**Task brief:**
Would you print the entire listing exactly, leaving nothing out?

**The data:**
+ + + +
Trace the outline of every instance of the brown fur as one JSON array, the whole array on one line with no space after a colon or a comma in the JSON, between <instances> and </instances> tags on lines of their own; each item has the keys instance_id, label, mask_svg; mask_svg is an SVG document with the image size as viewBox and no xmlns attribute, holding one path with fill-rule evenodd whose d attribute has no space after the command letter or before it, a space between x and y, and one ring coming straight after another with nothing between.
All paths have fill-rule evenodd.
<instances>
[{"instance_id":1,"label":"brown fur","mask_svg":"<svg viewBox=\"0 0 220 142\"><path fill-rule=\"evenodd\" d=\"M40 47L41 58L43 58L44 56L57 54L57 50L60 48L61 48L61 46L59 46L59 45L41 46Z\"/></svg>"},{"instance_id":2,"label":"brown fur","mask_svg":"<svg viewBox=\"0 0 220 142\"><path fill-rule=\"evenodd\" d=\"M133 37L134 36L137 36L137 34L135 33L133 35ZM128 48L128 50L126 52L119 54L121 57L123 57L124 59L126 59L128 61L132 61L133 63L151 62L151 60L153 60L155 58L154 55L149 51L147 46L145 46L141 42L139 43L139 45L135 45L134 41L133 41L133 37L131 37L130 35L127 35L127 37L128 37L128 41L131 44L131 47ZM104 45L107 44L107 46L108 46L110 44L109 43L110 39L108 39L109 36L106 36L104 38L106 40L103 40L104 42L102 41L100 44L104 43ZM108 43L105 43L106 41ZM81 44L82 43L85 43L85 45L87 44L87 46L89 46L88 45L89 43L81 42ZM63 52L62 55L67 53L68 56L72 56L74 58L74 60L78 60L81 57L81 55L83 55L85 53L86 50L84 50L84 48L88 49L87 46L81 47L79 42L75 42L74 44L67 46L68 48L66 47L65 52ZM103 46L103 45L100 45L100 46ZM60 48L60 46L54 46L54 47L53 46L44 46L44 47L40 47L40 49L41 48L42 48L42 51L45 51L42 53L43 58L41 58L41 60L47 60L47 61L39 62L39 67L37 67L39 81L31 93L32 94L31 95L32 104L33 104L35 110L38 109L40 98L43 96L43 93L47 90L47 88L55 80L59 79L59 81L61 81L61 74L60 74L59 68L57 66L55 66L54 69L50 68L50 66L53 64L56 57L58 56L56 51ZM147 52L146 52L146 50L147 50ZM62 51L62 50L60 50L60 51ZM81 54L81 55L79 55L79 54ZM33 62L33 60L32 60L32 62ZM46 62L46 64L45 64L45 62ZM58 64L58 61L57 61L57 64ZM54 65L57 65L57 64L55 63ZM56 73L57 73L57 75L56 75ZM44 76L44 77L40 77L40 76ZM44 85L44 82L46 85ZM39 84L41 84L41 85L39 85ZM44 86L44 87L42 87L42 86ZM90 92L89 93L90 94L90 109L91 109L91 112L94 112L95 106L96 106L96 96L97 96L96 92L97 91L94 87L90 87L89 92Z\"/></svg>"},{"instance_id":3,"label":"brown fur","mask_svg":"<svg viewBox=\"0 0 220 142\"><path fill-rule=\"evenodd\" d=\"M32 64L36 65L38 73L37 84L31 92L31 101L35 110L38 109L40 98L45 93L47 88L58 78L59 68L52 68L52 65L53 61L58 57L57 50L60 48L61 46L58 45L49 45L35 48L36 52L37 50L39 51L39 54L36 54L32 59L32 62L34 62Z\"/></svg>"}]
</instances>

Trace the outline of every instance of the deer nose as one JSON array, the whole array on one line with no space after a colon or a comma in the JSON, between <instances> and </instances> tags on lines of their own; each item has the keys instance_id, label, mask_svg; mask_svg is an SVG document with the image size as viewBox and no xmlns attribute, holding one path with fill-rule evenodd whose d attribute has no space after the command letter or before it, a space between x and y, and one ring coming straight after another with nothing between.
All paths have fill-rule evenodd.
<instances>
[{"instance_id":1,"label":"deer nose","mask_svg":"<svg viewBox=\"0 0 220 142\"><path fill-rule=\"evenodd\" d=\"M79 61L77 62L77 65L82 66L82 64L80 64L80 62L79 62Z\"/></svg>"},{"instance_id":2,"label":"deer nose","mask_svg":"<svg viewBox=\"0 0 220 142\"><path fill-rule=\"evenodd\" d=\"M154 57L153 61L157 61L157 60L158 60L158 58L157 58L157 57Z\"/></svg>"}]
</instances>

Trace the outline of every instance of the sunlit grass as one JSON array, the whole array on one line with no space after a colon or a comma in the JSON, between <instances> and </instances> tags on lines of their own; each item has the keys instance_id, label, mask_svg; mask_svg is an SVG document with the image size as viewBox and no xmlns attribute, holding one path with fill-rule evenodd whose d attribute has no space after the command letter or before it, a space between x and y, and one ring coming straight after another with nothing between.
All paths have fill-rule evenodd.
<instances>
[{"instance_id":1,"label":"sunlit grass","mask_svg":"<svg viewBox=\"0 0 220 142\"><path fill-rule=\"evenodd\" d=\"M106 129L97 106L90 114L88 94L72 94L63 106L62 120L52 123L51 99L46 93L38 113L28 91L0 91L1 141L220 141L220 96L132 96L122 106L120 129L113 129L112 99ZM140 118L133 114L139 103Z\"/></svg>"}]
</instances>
+ + + +
**Task result:**
Trace the outline of every instance of the brown fur as one JSON array, the whole array on one line with no space after a colon or a comma in the JSON, between <instances> and </instances> tags on lines of their own; each item has the keys instance_id, label, mask_svg; mask_svg is an SVG document with the image size as viewBox and no xmlns attribute, holding one path with fill-rule evenodd whose d attribute has no space after the command letter or before it, a space between x and y, and one ring coming straight after another with nothing between.
All paths have fill-rule evenodd.
<instances>
[{"instance_id":1,"label":"brown fur","mask_svg":"<svg viewBox=\"0 0 220 142\"><path fill-rule=\"evenodd\" d=\"M40 47L41 58L43 58L44 56L57 54L57 50L60 48L61 48L61 46L59 46L59 45L41 46Z\"/></svg>"},{"instance_id":2,"label":"brown fur","mask_svg":"<svg viewBox=\"0 0 220 142\"><path fill-rule=\"evenodd\" d=\"M133 37L134 36L137 36L137 34L135 33L133 35ZM128 48L128 50L126 52L119 54L121 57L123 57L124 59L126 59L128 61L132 61L133 63L151 62L151 60L153 60L155 58L154 55L149 51L147 46L145 46L141 42L139 43L139 45L135 45L134 41L133 41L133 37L131 37L130 35L127 35L127 37L128 37L128 41L131 44L131 47ZM104 45L107 44L107 46L108 46L110 44L109 43L110 39L108 39L109 36L106 36L104 38L106 40L103 40L104 42L102 41L100 44L104 43ZM108 43L105 43L106 41ZM81 44L82 43L85 43L85 45L87 44L87 46L89 46L88 45L89 43L81 42ZM63 52L62 55L67 53L68 56L72 56L74 58L74 60L78 60L81 57L81 55L83 55L85 53L86 50L84 50L84 48L88 49L87 46L81 47L79 42L75 42L74 44L67 46L68 48L66 47L65 52ZM103 46L103 45L100 45L100 46ZM60 48L60 46L54 46L54 47L53 46L44 46L44 47L40 47L40 49L41 48L42 48L42 51L45 51L42 53L43 58L41 58L41 60L47 60L47 61L39 62L39 67L37 67L39 81L31 93L32 94L31 95L32 104L33 104L35 110L38 109L40 98L43 96L43 93L47 90L47 88L55 80L59 79L59 81L61 81L61 74L60 74L59 68L57 66L55 66L54 69L50 68L50 66L53 64L56 57L58 56L56 51ZM147 52L146 52L146 50L147 50ZM62 51L62 50L60 50L60 51ZM81 54L81 55L79 55L79 54ZM33 62L33 60L32 60L32 62ZM46 62L46 64L45 64L45 62ZM58 64L58 61L57 61L57 64ZM54 65L57 65L57 64L55 63ZM56 73L57 73L57 75L56 75ZM44 76L44 77L40 77L40 76ZM44 85L44 82L46 85ZM39 84L41 84L41 85L39 85ZM44 86L44 87L42 87L42 86ZM90 92L89 93L90 94L90 109L91 109L91 112L94 112L95 106L96 106L96 96L97 96L96 92L97 91L94 87L90 87L89 92Z\"/></svg>"},{"instance_id":3,"label":"brown fur","mask_svg":"<svg viewBox=\"0 0 220 142\"><path fill-rule=\"evenodd\" d=\"M32 64L36 65L38 73L37 84L31 92L31 101L35 110L38 109L40 98L45 93L47 88L58 78L59 68L52 68L52 65L53 61L58 57L57 50L60 48L61 46L58 45L49 45L35 48L36 52L37 50L39 51L39 54L36 54L32 59L32 62L34 62Z\"/></svg>"}]
</instances>

Trace the outline of every instance of the deer nose as one JSON array, the whole array on one line with no space after a colon or a comma in the JSON, between <instances> and </instances> tags on lines of their own; each item has the keys instance_id, label, mask_svg; mask_svg is an SVG document with the image size as viewBox and no xmlns attribute, holding one path with fill-rule evenodd whose d attribute has no space after the command letter or before it, a space between x and y, and one ring coming straight after another with nothing between.
All paths have fill-rule evenodd.
<instances>
[{"instance_id":1,"label":"deer nose","mask_svg":"<svg viewBox=\"0 0 220 142\"><path fill-rule=\"evenodd\" d=\"M79 61L77 62L77 65L82 66L82 64L80 64L80 62L79 62Z\"/></svg>"},{"instance_id":2,"label":"deer nose","mask_svg":"<svg viewBox=\"0 0 220 142\"><path fill-rule=\"evenodd\" d=\"M154 57L153 61L157 61L157 60L158 60L158 58L157 58L157 57Z\"/></svg>"}]
</instances>

Trace the outline of every instance of the sunlit grass as one JSON array, the whole array on one line with no space after a colon or a comma in the JSON, between <instances> and </instances> tags on lines of their own; each item has the keys instance_id, label, mask_svg; mask_svg is an SVG document with the image size as viewBox and no xmlns attribute, holding one path with fill-rule evenodd whose d attribute has no space after the command letter or before it, a space between x and y, and one ring coming straight after another with nothing between.
All paths have fill-rule evenodd.
<instances>
[{"instance_id":1,"label":"sunlit grass","mask_svg":"<svg viewBox=\"0 0 220 142\"><path fill-rule=\"evenodd\" d=\"M106 129L97 106L90 114L88 94L72 94L63 106L62 120L52 123L51 99L46 93L38 113L28 91L0 91L1 141L220 141L220 96L132 96L122 106L120 129L113 129L112 99ZM140 118L133 114L139 103Z\"/></svg>"}]
</instances>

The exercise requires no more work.